◆ EXCERPT TO READ:

Print following output using loop.

Loop: 00
Loop: 01
Loop: 02
Loop: 03
 ~
Loop: 29
Loop: 30

Full source code

Following is full source code

.text
.globl    _start
    start = 0                   /* starting value for the loop index */
    max = 31                    /* loop exits when the index hits this number*/
    num = 48                    /* 48 : 0 in ASCII */

_start:
    mov     $start,%r15         /* loop index : i = 0 */

loop:
    /*put number */
    mov %r15,%r11               /*r11 = r15*/

    mov $0,%rdx                 /*init rdx*/
    mov %r11,%rax               /*rax = r11, to div*/
    mov $10,%r13                /*r13 = 10*/
    div %r13                    /*rax = rax/r10*/

    mov $msg,%r12               /*r12 = msg*/
    add $num,%rax               /*bin->ascii*/
    add $num,%rdx               /*bin->ascii*/
    mov %rax,6(%r12)            /*msg + 6 = */
    mov %rdx,7(%r12)            /*msg + 7 = */

    /*put \n*/
    mov $10,%r11
    mov %r11,8(%r12)            /*msg + 8 = '\n'*/

    /*print loop :*/
    mov $len,%rdx               /* msg length */
    mov $msg,%rsi               /* msg location */

    mov $1,%rdi                 /* file descriptor stdout */
    mov $1,%rax                 /* sys_write 1 */
    syscall

    inc     %r15                /* increment index */
    cmp     $max,%r15           /* see if we're done */
    jne     loop                /* loop if we're not */

    mov     $0,%rdi             /* exit status */
    mov     $60,%rax            /* syscall sys_exit */
    syscall

.section .data

msg:    .ascii "loop:    "      /* message and enough space for 2 digits and \n*/
    len = . -msg

Explanation

The very first line .text says that following code is going to .text section, which will be instruction code section. And normal starting label of the application.
start is the value for loop index; it starts from 0 and increments up to 30.
max is the value for loop index limitation.
num is 48, which is '0' in ASCII code. It is used for converting from binary number to ASCII character.

.section .data

msg:    .ascii "loop:    "      /* message and enough space for 2 digits and \n*/
    len = . -msg

At line 47, there is msg string : "loop: ". It contains "loop:" string followed by 4 spaces. The spaces are used to set 2 bytes of number and 1 byte of newline character (0x0a).

    mov %r15,%r11               /*r11 = r15*/

    mov $0,%rdx                 /*init rdx*/
    mov %r11,%rax               /*rax = r11, to div*/
    mov $10,%r13                /*r13 = 10*/
    div %r13                    /*rax = rax/r10*/

At line 12 %r15 has incremented loop index, and it is set to %r11.
Line 14 set %rdx with 0 for div instruction.
When "div %13" is executed, the index is divided by 10, as a result, %rax has the quotient and %rdx has the remainder. If the index is 12, %rax is 1 and %rdx is 2.

    mov $msg,%r12               /*r12 = msg*/
    add $num,%rax               /*bin->ascii*/
    add $num,%rdx               /*bin->ascii*/
    mov %rax,6(%r12)            /*msg + 6 = */
    mov %rdx,7(%r12)            /*msg + 7 = */

At line 20 and 21, %rax and %rdx is converted to ASCII value by adding 48. And then, at line 22 and line 23, string value 6th and 7th position is set by the ASCII codes.

Position annotation rows:
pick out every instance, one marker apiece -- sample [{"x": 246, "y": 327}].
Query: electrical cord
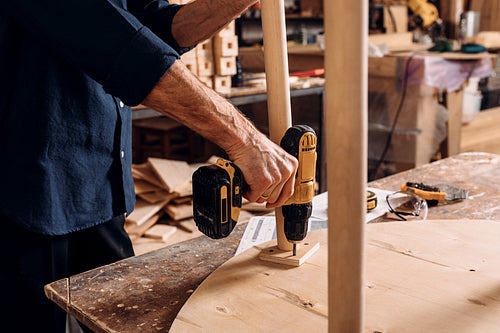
[{"x": 395, "y": 121}]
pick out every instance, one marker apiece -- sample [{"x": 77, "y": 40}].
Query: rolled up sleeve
[{"x": 101, "y": 38}]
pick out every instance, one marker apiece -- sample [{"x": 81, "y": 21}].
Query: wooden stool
[{"x": 161, "y": 137}]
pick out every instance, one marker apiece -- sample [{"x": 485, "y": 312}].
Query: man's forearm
[
  {"x": 268, "y": 169},
  {"x": 200, "y": 19},
  {"x": 181, "y": 96}
]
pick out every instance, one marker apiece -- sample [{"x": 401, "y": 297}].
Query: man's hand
[{"x": 268, "y": 170}]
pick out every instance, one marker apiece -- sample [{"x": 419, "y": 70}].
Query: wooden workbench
[{"x": 145, "y": 293}]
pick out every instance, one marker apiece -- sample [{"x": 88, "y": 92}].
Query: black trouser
[{"x": 30, "y": 260}]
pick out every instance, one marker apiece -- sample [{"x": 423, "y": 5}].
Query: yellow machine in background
[{"x": 426, "y": 11}]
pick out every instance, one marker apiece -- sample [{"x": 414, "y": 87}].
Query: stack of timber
[
  {"x": 163, "y": 213},
  {"x": 214, "y": 60}
]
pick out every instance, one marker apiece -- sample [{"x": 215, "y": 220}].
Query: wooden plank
[
  {"x": 346, "y": 108},
  {"x": 142, "y": 186},
  {"x": 477, "y": 172},
  {"x": 143, "y": 293},
  {"x": 437, "y": 276},
  {"x": 155, "y": 197},
  {"x": 172, "y": 174}
]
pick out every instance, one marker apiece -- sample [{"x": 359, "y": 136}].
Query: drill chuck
[{"x": 296, "y": 219}]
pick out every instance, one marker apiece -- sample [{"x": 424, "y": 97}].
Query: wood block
[
  {"x": 225, "y": 66},
  {"x": 228, "y": 30},
  {"x": 205, "y": 66},
  {"x": 207, "y": 80},
  {"x": 171, "y": 173},
  {"x": 160, "y": 231},
  {"x": 304, "y": 251},
  {"x": 222, "y": 84},
  {"x": 225, "y": 46}
]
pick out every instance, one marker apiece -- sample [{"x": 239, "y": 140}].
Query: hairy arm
[
  {"x": 200, "y": 19},
  {"x": 268, "y": 169}
]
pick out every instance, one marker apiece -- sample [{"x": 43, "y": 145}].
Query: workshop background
[{"x": 426, "y": 101}]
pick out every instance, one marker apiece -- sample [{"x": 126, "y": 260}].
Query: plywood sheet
[{"x": 433, "y": 276}]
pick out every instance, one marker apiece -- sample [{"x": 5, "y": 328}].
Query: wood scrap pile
[{"x": 164, "y": 191}]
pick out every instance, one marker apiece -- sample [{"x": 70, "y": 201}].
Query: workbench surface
[{"x": 145, "y": 293}]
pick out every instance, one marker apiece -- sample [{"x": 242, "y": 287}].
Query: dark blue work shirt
[{"x": 68, "y": 70}]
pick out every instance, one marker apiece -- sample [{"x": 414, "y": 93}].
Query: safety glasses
[{"x": 407, "y": 206}]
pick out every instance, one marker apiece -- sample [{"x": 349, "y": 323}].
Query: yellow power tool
[{"x": 218, "y": 189}]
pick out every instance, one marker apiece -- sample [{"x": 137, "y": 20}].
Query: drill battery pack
[{"x": 217, "y": 195}]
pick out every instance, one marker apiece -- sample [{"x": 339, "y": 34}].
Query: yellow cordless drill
[
  {"x": 218, "y": 189},
  {"x": 300, "y": 141}
]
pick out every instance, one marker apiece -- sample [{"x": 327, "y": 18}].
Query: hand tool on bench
[{"x": 435, "y": 193}]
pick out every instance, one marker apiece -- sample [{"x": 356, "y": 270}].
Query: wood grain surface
[
  {"x": 160, "y": 282},
  {"x": 433, "y": 276}
]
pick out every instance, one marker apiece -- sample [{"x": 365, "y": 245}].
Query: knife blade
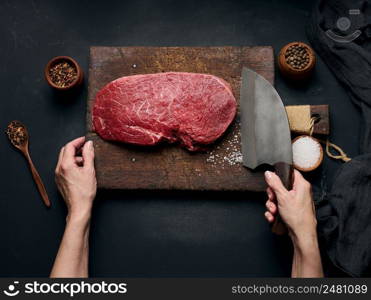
[{"x": 265, "y": 131}]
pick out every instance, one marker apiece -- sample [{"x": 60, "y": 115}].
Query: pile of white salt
[{"x": 306, "y": 152}]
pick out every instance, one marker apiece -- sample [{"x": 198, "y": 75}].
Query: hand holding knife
[{"x": 265, "y": 131}]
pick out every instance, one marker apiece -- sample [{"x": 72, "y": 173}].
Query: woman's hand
[
  {"x": 75, "y": 177},
  {"x": 295, "y": 207},
  {"x": 297, "y": 211}
]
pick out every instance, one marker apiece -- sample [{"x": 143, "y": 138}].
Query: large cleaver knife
[{"x": 265, "y": 131}]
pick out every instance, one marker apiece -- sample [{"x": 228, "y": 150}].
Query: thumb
[
  {"x": 88, "y": 154},
  {"x": 275, "y": 183}
]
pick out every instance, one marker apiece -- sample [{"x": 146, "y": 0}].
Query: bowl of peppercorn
[
  {"x": 63, "y": 73},
  {"x": 296, "y": 61}
]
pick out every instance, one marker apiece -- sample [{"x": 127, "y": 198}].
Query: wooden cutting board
[{"x": 121, "y": 166}]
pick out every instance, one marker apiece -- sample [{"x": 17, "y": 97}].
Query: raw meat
[{"x": 194, "y": 109}]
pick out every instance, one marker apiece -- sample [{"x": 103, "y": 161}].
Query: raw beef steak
[{"x": 194, "y": 109}]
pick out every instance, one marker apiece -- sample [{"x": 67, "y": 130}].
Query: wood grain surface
[{"x": 122, "y": 166}]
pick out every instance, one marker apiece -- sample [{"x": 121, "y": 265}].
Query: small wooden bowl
[
  {"x": 318, "y": 163},
  {"x": 71, "y": 61},
  {"x": 292, "y": 73}
]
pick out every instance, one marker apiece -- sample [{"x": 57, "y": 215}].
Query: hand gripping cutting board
[{"x": 122, "y": 166}]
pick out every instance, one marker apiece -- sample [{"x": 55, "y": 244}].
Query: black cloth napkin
[{"x": 340, "y": 32}]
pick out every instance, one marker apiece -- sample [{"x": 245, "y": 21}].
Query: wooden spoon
[{"x": 18, "y": 136}]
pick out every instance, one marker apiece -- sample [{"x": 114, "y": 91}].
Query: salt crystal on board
[{"x": 306, "y": 152}]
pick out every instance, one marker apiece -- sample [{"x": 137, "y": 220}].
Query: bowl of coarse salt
[{"x": 307, "y": 153}]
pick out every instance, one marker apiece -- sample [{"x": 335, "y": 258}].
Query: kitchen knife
[{"x": 265, "y": 131}]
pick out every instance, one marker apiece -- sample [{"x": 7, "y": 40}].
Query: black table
[{"x": 142, "y": 233}]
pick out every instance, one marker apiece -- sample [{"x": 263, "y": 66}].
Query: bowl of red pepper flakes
[{"x": 63, "y": 73}]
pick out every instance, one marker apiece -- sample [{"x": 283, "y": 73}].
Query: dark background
[{"x": 142, "y": 233}]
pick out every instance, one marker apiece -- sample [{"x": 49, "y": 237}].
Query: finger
[
  {"x": 271, "y": 195},
  {"x": 275, "y": 183},
  {"x": 271, "y": 207},
  {"x": 71, "y": 148},
  {"x": 79, "y": 160},
  {"x": 300, "y": 183},
  {"x": 60, "y": 157},
  {"x": 269, "y": 217},
  {"x": 298, "y": 178},
  {"x": 88, "y": 154}
]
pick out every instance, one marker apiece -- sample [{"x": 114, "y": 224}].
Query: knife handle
[{"x": 285, "y": 173}]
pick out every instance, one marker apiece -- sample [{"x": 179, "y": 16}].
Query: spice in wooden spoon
[{"x": 18, "y": 136}]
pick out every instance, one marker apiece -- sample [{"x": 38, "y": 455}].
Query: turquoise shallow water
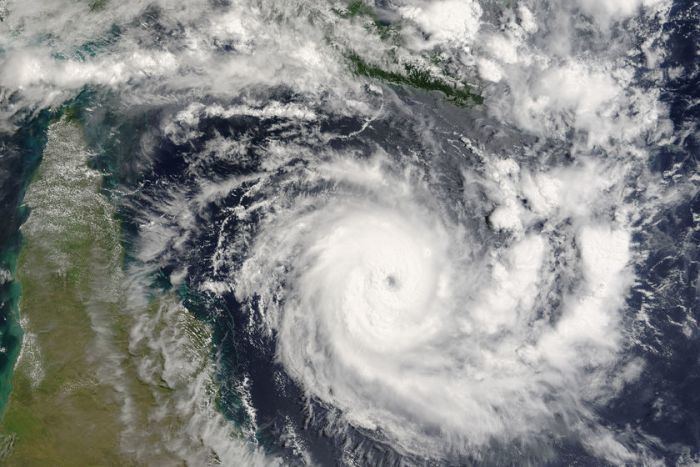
[{"x": 21, "y": 156}]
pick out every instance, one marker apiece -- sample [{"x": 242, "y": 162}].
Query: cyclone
[
  {"x": 389, "y": 309},
  {"x": 349, "y": 232}
]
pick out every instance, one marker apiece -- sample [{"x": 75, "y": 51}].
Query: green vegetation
[
  {"x": 417, "y": 78},
  {"x": 59, "y": 411}
]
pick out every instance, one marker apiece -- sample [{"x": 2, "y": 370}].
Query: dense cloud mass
[{"x": 422, "y": 231}]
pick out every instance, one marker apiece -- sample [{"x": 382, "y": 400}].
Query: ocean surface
[{"x": 413, "y": 233}]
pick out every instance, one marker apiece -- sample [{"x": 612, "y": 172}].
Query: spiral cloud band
[
  {"x": 388, "y": 311},
  {"x": 446, "y": 232}
]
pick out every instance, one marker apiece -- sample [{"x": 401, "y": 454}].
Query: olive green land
[{"x": 59, "y": 411}]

◆ REQUIRED TASK A:
Please copy the assembly loop tutorial word for word, starting at "The very first" and ending at "of the application.".
◆ REQUIRED TASK B:
Count the lines in the rows that contain the string "green", matching case exactly, and reply with only the number.

◆ CORRECT ANSWER A:
The very first line .text says that following code is going to .text section, which will be instruction code section. And normal starting label of the application.

◆ CORRECT ANSWER B:
2